▸ **Problem to solve**: Pick out each row below that contains the string "pole" and copy those rows in full. Matching is case-sensitive.

▸ **The input**:
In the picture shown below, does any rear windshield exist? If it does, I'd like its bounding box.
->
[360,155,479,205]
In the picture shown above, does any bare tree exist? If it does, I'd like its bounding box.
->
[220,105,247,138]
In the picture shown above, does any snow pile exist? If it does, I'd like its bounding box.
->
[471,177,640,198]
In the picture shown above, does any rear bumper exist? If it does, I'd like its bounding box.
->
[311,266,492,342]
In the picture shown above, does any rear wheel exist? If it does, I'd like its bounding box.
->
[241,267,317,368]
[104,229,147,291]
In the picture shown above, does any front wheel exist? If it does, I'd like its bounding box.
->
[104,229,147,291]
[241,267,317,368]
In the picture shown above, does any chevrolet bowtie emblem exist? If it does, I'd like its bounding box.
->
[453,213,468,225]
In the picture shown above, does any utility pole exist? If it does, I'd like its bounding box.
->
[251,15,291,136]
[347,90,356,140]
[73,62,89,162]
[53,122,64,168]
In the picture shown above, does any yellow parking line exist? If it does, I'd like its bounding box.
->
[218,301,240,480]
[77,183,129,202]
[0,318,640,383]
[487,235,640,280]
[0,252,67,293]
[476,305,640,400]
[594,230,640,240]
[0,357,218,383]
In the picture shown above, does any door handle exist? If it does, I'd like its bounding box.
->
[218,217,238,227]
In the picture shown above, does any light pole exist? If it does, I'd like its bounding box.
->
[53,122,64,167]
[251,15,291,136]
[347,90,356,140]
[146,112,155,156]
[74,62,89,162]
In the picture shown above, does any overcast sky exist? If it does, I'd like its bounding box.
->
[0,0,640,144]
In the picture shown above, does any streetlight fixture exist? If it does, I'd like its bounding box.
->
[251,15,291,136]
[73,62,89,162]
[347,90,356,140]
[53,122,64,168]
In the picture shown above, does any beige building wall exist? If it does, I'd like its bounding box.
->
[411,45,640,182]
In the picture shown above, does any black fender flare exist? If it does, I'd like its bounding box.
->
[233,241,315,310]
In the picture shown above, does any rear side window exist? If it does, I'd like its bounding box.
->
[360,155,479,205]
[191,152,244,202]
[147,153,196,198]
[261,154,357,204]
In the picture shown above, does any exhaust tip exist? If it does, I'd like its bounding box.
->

▸ **Exercise solution**:
In the picture shown above, does any utility pole exist? If it does, I'd like its bounding box.
In the picture shown above, does any light pole exist? If it does, I'd like its bounding box.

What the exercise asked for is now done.